Stated task.
Copy the lines of the records below word for word, from the line with "[locate] open car" to the line with "<point>274,198</point>", including both of those lines.

Data rows.
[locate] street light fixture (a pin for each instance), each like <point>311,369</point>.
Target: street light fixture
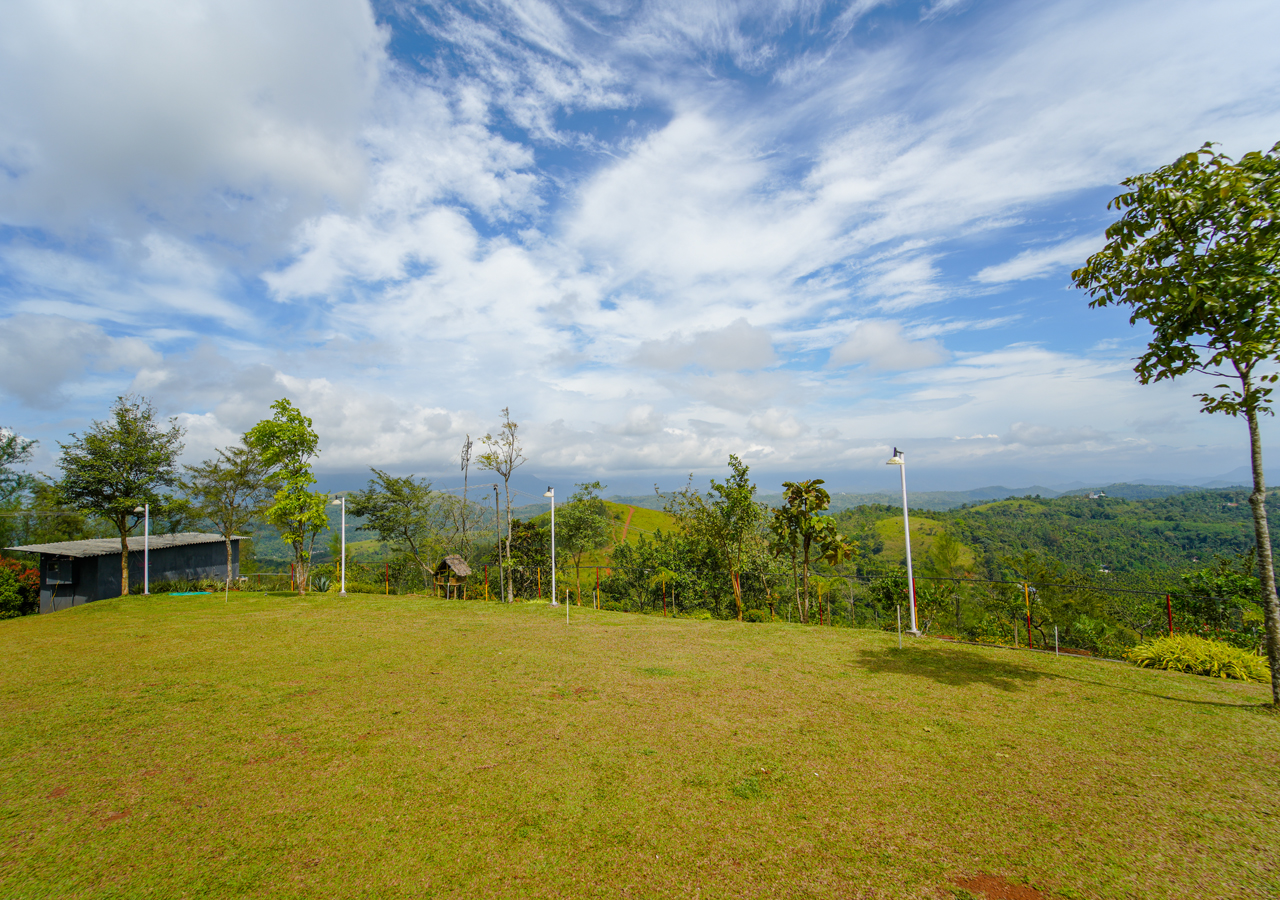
<point>146,548</point>
<point>551,492</point>
<point>342,560</point>
<point>900,460</point>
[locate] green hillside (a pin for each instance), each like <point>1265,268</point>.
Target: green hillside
<point>1153,537</point>
<point>371,747</point>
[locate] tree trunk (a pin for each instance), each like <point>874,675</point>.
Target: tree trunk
<point>804,575</point>
<point>1262,535</point>
<point>511,575</point>
<point>795,586</point>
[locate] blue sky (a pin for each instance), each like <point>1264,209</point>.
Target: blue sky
<point>658,232</point>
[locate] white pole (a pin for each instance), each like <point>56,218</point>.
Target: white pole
<point>342,589</point>
<point>551,492</point>
<point>906,531</point>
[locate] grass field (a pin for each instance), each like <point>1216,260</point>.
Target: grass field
<point>282,747</point>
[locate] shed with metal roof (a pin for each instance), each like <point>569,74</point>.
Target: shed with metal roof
<point>73,572</point>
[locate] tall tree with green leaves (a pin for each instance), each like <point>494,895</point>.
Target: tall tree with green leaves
<point>287,444</point>
<point>14,485</point>
<point>122,464</point>
<point>799,531</point>
<point>504,455</point>
<point>727,519</point>
<point>14,451</point>
<point>231,492</point>
<point>405,511</point>
<point>1196,256</point>
<point>581,526</point>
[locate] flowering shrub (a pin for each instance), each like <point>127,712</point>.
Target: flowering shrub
<point>19,589</point>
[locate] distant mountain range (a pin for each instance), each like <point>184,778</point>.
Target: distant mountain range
<point>951,499</point>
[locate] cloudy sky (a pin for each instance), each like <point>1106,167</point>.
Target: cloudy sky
<point>659,232</point>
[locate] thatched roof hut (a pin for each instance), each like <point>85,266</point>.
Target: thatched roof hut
<point>452,572</point>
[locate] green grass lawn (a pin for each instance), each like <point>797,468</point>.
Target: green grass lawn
<point>282,747</point>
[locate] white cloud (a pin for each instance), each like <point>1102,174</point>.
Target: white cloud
<point>882,345</point>
<point>1042,261</point>
<point>42,353</point>
<point>777,424</point>
<point>1047,435</point>
<point>232,118</point>
<point>735,347</point>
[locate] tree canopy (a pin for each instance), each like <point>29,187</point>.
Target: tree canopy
<point>229,490</point>
<point>122,464</point>
<point>287,443</point>
<point>1196,256</point>
<point>405,512</point>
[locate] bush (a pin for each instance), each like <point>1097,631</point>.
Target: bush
<point>360,588</point>
<point>19,589</point>
<point>182,585</point>
<point>1197,656</point>
<point>10,594</point>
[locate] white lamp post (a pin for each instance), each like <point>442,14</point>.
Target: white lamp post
<point>900,460</point>
<point>146,548</point>
<point>342,562</point>
<point>551,492</point>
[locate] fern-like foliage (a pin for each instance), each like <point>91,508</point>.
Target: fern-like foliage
<point>1198,656</point>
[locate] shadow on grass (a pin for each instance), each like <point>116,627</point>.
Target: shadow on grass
<point>1265,707</point>
<point>958,668</point>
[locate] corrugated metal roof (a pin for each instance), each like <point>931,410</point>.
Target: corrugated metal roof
<point>106,546</point>
<point>457,563</point>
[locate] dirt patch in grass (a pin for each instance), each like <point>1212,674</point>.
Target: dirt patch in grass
<point>995,887</point>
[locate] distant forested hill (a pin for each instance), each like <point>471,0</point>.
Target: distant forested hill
<point>1155,537</point>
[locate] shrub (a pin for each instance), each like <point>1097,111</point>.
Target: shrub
<point>19,589</point>
<point>10,594</point>
<point>361,588</point>
<point>1197,656</point>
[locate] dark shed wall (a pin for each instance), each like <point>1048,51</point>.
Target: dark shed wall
<point>96,578</point>
<point>82,589</point>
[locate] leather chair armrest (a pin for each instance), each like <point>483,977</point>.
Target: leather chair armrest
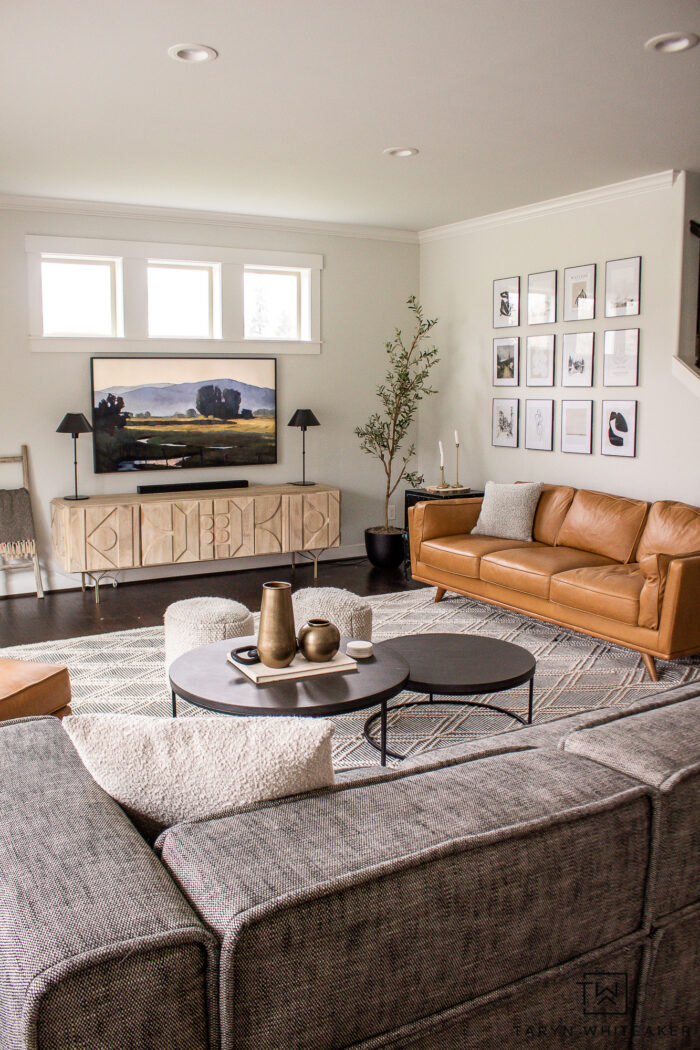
<point>441,518</point>
<point>679,625</point>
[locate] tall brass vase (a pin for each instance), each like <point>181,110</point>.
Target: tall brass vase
<point>276,642</point>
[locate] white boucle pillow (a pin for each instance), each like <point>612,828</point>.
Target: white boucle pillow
<point>508,510</point>
<point>163,771</point>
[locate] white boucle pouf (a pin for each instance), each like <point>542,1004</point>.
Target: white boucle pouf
<point>347,611</point>
<point>195,622</point>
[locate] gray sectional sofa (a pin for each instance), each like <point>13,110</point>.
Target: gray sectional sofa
<point>538,888</point>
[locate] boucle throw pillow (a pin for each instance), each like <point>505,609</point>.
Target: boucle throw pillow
<point>166,770</point>
<point>508,510</point>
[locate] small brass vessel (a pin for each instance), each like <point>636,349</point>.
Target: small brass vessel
<point>319,641</point>
<point>276,643</point>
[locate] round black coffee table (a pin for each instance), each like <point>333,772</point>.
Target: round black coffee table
<point>206,678</point>
<point>459,665</point>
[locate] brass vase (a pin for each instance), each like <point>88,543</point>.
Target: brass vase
<point>319,641</point>
<point>276,642</point>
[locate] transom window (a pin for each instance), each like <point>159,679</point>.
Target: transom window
<point>81,296</point>
<point>184,300</point>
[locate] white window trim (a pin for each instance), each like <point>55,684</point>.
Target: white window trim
<point>134,255</point>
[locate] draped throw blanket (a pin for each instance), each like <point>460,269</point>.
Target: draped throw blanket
<point>17,536</point>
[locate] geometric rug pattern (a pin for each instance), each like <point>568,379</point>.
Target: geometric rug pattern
<point>124,672</point>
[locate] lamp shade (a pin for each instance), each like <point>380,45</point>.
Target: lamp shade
<point>303,418</point>
<point>73,422</point>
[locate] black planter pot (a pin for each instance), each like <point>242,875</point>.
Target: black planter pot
<point>384,549</point>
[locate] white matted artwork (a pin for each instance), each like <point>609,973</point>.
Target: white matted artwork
<point>618,428</point>
<point>505,422</point>
<point>577,426</point>
<point>538,424</point>
<point>507,302</point>
<point>542,297</point>
<point>579,293</point>
<point>577,359</point>
<point>622,287</point>
<point>621,358</point>
<point>506,361</point>
<point>539,360</point>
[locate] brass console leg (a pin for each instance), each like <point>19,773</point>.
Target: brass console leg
<point>650,664</point>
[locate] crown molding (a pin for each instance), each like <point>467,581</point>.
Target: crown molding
<point>602,194</point>
<point>101,209</point>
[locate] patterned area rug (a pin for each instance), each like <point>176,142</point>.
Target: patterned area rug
<point>124,672</point>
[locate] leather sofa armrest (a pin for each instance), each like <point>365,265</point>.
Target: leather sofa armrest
<point>679,624</point>
<point>441,518</point>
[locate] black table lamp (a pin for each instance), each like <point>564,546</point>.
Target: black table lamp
<point>75,423</point>
<point>303,418</point>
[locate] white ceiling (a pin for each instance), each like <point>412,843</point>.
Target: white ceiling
<point>509,103</point>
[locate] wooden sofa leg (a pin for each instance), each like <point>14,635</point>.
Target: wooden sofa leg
<point>650,664</point>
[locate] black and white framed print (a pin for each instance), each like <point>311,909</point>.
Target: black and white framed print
<point>539,360</point>
<point>542,297</point>
<point>621,358</point>
<point>579,293</point>
<point>618,428</point>
<point>539,425</point>
<point>622,287</point>
<point>507,302</point>
<point>506,361</point>
<point>505,421</point>
<point>577,358</point>
<point>577,427</point>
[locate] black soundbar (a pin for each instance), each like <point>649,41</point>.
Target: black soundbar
<point>190,486</point>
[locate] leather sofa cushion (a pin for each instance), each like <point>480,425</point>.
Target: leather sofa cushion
<point>603,524</point>
<point>672,528</point>
<point>462,553</point>
<point>608,590</point>
<point>532,570</point>
<point>552,508</point>
<point>661,748</point>
<point>33,689</point>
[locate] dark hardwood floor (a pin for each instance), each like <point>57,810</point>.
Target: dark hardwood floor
<point>66,614</point>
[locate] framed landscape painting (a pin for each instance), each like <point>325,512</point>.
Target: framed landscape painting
<point>542,297</point>
<point>167,413</point>
<point>622,287</point>
<point>506,361</point>
<point>618,428</point>
<point>507,302</point>
<point>577,426</point>
<point>539,424</point>
<point>579,293</point>
<point>505,422</point>
<point>577,359</point>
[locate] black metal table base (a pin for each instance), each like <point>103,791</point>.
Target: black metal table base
<point>381,747</point>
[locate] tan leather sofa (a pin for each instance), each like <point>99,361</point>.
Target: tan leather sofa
<point>619,569</point>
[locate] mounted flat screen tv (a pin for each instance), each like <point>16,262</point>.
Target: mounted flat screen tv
<point>167,413</point>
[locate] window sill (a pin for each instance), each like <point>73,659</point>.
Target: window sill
<point>193,348</point>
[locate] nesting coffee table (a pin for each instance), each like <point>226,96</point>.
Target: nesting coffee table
<point>459,665</point>
<point>205,677</point>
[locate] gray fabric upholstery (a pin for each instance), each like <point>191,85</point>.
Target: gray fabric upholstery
<point>437,878</point>
<point>661,748</point>
<point>508,510</point>
<point>669,1011</point>
<point>96,937</point>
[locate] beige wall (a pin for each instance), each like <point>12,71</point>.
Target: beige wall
<point>457,272</point>
<point>365,282</point>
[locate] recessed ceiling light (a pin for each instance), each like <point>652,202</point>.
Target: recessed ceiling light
<point>669,43</point>
<point>192,53</point>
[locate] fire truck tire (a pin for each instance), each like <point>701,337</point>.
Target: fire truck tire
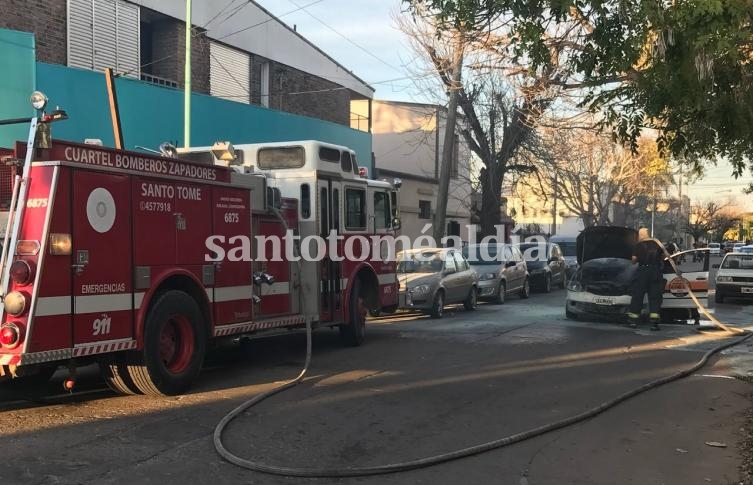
<point>354,332</point>
<point>174,346</point>
<point>115,373</point>
<point>472,300</point>
<point>437,305</point>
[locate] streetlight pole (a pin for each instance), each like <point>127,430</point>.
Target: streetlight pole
<point>653,210</point>
<point>187,81</point>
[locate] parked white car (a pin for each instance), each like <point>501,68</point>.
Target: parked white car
<point>735,277</point>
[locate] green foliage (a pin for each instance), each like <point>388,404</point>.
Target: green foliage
<point>684,67</point>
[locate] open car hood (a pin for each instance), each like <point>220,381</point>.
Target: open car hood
<point>606,242</point>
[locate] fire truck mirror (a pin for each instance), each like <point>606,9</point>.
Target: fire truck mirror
<point>43,138</point>
<point>274,198</point>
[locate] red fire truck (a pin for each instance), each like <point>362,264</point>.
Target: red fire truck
<point>107,257</point>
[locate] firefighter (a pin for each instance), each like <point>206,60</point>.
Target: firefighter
<point>649,257</point>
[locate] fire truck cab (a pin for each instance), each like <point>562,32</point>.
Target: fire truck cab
<point>137,261</point>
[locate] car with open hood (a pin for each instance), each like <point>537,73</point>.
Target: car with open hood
<point>602,286</point>
<point>568,246</point>
<point>431,278</point>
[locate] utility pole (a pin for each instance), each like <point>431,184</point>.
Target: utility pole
<point>187,81</point>
<point>653,197</point>
<point>448,147</point>
<point>553,232</point>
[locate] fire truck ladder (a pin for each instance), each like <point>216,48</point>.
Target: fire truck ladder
<point>16,210</point>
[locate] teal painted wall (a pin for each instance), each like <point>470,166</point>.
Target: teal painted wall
<point>152,114</point>
<point>17,72</point>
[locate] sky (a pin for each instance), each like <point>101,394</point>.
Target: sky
<point>362,36</point>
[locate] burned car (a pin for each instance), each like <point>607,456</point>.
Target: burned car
<point>602,286</point>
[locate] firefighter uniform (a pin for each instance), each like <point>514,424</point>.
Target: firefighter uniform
<point>649,279</point>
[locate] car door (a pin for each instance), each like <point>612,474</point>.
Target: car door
<point>512,269</point>
<point>465,275</point>
<point>557,263</point>
<point>451,279</point>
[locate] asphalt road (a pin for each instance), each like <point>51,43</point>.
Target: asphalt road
<point>418,387</point>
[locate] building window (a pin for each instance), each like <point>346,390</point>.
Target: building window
<point>346,164</point>
<point>264,71</point>
<point>229,73</point>
<point>104,33</point>
<point>355,209</point>
<point>381,210</point>
<point>424,209</point>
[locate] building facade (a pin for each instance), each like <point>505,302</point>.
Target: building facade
<point>407,141</point>
<point>239,52</point>
<point>254,79</point>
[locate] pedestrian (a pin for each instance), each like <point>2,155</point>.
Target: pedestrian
<point>649,257</point>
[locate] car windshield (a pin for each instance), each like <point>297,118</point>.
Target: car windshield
<point>419,263</point>
<point>482,254</point>
<point>738,261</point>
<point>533,251</point>
<point>569,248</point>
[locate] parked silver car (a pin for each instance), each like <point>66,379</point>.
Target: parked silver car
<point>501,271</point>
<point>431,278</point>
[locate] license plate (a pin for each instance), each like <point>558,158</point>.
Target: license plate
<point>606,301</point>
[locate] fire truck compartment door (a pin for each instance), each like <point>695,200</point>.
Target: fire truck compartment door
<point>102,257</point>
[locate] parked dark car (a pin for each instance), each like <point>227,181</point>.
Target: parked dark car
<point>546,265</point>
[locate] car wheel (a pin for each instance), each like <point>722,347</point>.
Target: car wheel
<point>525,292</point>
<point>499,299</point>
<point>548,284</point>
<point>472,300</point>
<point>437,306</point>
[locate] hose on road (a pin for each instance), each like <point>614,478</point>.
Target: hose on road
<point>457,454</point>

Solution below.
[locate] open car hood (a pin for each instance), each like <point>220,381</point>.
Target: open car hood
<point>606,242</point>
[locate] fire truck mirror (a pin for each instance), each like <point>606,9</point>.
Target: fire truck mirror
<point>43,138</point>
<point>274,198</point>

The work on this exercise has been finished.